• _TASK STATEMENT_: Copy out each line of the records below that contains the word "painted", with case counting.

## Begin DATA

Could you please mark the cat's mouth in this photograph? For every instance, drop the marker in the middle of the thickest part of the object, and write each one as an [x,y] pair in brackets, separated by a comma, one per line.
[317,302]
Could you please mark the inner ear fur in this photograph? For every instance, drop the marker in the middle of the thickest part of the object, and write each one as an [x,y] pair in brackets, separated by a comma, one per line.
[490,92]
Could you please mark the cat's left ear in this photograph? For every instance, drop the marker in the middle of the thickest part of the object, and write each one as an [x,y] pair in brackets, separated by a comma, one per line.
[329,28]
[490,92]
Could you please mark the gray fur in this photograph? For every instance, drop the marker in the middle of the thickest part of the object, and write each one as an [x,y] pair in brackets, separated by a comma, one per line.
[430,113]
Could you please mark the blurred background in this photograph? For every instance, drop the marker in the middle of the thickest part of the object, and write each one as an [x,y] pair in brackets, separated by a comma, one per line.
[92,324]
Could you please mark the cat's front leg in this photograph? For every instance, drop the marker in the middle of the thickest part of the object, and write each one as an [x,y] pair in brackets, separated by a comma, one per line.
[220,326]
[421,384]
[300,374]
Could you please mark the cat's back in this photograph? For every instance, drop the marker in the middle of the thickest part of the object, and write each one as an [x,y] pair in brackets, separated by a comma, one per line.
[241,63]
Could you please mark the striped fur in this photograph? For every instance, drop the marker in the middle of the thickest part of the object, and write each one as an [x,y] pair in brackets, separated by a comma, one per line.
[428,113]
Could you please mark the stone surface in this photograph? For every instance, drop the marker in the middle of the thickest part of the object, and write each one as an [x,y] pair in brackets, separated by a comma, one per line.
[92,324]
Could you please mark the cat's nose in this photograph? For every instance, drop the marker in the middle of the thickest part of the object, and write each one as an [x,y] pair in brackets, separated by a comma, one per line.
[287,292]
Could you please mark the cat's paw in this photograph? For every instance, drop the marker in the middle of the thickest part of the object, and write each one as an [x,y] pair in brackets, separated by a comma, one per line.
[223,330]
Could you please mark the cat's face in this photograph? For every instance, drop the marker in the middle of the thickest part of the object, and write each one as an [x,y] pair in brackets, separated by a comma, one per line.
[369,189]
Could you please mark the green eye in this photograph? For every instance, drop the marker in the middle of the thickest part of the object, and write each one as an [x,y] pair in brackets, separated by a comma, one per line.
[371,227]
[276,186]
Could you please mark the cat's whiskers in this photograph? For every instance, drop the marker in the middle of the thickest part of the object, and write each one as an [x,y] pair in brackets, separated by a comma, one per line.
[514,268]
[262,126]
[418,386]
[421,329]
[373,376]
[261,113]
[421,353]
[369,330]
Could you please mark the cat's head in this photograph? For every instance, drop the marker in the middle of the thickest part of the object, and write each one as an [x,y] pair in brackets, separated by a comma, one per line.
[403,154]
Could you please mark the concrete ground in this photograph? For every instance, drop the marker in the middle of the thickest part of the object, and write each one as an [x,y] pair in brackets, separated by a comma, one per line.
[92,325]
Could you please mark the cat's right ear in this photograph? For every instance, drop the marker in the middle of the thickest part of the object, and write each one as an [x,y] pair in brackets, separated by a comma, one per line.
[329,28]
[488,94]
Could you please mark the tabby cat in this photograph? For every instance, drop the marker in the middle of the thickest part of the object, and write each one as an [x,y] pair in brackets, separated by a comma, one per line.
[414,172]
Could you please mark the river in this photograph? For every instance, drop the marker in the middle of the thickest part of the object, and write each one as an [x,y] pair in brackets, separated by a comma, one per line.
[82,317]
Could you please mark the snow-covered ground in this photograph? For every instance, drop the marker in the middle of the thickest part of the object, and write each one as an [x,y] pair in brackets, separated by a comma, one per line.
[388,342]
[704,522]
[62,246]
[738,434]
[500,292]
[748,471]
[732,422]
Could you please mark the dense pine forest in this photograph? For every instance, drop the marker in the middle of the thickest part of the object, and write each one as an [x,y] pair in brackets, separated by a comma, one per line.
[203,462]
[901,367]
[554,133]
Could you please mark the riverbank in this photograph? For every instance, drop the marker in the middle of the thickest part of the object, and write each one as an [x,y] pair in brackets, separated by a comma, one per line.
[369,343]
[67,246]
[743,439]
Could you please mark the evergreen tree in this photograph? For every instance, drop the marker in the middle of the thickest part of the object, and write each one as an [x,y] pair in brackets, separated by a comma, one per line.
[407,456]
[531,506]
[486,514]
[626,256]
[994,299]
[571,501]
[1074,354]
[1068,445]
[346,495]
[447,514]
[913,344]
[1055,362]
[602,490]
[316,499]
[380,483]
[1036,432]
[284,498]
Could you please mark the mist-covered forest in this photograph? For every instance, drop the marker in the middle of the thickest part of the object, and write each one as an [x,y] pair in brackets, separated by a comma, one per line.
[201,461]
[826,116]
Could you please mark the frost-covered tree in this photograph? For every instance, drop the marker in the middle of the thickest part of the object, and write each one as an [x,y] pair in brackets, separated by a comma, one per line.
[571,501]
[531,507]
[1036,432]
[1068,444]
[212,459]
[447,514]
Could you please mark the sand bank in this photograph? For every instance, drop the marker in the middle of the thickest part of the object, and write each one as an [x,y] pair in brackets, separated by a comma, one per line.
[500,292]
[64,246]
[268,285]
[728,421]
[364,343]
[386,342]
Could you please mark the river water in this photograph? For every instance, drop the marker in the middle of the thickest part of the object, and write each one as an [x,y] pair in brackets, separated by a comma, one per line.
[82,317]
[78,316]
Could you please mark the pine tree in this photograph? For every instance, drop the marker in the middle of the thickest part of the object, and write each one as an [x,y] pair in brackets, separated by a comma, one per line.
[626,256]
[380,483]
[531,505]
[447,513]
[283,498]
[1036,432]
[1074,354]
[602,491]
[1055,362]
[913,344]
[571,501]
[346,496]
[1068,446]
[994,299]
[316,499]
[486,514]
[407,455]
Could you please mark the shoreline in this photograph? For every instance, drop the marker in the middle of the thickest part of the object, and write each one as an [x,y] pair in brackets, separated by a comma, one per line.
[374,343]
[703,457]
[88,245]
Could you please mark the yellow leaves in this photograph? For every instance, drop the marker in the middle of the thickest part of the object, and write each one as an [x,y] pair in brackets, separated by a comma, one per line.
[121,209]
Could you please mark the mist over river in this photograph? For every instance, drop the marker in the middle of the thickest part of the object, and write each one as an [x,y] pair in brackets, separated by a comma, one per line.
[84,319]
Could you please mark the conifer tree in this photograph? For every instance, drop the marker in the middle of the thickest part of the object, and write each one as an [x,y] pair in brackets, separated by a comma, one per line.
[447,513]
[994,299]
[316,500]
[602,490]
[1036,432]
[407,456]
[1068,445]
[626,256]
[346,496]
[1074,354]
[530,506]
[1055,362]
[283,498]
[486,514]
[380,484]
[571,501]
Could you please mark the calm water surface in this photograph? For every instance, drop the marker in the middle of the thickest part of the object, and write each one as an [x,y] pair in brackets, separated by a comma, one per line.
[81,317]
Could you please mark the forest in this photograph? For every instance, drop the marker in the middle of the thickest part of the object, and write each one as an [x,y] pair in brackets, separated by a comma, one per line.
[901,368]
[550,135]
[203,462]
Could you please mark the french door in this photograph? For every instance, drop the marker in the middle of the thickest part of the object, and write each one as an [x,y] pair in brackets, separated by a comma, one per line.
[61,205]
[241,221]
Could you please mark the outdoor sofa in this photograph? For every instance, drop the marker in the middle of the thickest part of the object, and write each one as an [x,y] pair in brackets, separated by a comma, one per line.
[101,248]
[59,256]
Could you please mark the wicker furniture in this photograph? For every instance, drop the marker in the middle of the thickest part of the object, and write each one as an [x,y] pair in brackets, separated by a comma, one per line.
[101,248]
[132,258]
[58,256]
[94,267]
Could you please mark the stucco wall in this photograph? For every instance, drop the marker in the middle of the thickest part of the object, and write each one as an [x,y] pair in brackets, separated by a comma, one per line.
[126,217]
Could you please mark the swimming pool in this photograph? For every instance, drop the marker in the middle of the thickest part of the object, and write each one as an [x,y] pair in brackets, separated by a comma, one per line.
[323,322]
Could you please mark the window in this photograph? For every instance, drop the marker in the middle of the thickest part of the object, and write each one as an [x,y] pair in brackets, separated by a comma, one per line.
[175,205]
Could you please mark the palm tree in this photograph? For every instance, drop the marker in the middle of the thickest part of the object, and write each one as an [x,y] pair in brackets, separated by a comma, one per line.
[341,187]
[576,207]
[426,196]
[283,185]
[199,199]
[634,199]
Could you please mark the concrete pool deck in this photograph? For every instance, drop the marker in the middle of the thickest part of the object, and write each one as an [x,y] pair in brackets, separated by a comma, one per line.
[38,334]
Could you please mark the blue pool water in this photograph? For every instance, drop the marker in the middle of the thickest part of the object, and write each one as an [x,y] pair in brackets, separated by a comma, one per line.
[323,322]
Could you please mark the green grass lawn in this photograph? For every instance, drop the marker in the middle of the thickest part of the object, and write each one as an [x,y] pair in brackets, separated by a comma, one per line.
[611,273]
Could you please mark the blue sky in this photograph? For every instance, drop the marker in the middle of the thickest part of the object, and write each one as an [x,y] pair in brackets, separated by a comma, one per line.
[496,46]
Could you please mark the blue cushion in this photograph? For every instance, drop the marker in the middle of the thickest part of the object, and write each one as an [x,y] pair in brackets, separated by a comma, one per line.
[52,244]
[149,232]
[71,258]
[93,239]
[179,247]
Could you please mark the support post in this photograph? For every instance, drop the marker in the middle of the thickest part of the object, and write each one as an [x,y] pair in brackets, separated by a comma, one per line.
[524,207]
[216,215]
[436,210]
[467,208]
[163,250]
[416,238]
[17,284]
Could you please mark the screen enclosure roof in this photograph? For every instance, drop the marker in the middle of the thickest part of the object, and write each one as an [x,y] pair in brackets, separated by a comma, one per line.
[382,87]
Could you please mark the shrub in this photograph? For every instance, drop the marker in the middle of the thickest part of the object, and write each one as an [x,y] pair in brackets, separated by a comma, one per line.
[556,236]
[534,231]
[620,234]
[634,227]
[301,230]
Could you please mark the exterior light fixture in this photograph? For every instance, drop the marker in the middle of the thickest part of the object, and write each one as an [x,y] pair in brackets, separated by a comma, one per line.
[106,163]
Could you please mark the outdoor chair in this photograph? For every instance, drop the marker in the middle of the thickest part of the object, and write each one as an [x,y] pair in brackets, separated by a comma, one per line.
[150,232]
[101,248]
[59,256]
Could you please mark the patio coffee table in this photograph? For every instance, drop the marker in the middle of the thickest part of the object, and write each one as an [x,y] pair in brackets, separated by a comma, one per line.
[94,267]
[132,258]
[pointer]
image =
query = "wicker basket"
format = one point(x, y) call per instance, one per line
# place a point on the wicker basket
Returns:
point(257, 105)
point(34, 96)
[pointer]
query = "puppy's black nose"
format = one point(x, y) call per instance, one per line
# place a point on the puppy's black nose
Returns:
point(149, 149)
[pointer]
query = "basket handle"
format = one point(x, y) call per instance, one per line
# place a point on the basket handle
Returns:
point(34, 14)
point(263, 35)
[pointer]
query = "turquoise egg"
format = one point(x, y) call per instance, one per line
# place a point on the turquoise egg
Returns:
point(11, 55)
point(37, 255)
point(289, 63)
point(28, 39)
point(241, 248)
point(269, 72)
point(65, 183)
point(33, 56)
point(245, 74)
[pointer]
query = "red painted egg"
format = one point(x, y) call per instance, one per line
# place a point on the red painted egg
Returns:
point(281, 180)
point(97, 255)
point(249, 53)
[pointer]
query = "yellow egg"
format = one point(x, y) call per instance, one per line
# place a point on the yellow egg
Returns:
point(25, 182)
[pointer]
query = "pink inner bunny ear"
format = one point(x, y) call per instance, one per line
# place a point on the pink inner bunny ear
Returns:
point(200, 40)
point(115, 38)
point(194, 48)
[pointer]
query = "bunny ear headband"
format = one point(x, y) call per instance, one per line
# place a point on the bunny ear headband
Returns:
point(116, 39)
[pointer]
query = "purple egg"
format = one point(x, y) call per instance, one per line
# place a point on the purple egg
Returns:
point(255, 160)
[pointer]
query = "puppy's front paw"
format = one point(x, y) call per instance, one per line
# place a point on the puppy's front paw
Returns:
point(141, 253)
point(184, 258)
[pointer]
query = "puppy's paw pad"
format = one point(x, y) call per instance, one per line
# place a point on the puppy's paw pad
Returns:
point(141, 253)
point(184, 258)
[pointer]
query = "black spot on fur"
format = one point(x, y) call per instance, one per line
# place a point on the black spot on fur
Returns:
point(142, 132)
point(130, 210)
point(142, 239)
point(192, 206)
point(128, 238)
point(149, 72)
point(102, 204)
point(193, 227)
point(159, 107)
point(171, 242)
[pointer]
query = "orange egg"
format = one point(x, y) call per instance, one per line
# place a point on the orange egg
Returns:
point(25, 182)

## End DATA

• _ANSWER TO THE PROBLEM_:
query = "red painted egg"
# place a point on the red painted egg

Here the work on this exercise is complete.